» DO THIS:
Update every item by changing "one per line" to "each on its own line" and keeping everything else the same. Leave the pictures out of your answer.

» MATERIAL FOR THIS EXERCISE:
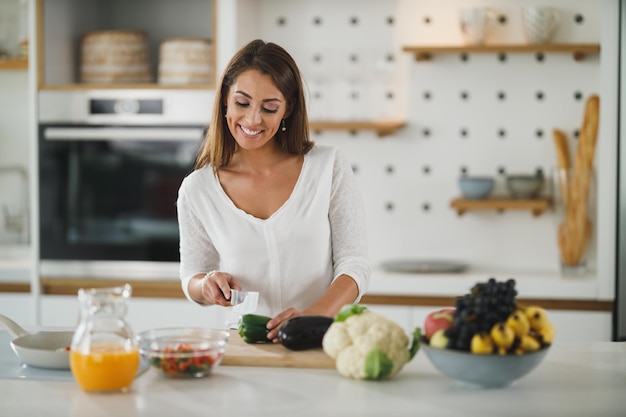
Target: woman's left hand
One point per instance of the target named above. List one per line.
(276, 323)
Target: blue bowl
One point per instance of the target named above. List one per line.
(487, 371)
(476, 188)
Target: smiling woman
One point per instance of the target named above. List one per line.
(266, 208)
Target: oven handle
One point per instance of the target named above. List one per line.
(121, 133)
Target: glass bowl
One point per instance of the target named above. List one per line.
(183, 352)
(487, 371)
(476, 188)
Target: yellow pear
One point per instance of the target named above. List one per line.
(519, 323)
(503, 337)
(481, 344)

» EXERCISE RESPONSE:
Target: woman's left hand
One point per instance of the target named above. List each on its own line.
(276, 323)
Target: blue bowl
One point per instance of the target named above. List each on its own line.
(487, 371)
(476, 188)
Target: smiling woman
One point per instance of the target named above. List each on its own line.
(266, 208)
Target: oven handle
One point per instance of the target named above. List each on its own line.
(121, 133)
Target: glass bowl
One point per instance of the target named above. List each on its own line.
(183, 352)
(487, 371)
(476, 188)
Target: yellow pear
One point per instance of the target named above. List each on its own line.
(519, 323)
(503, 337)
(481, 344)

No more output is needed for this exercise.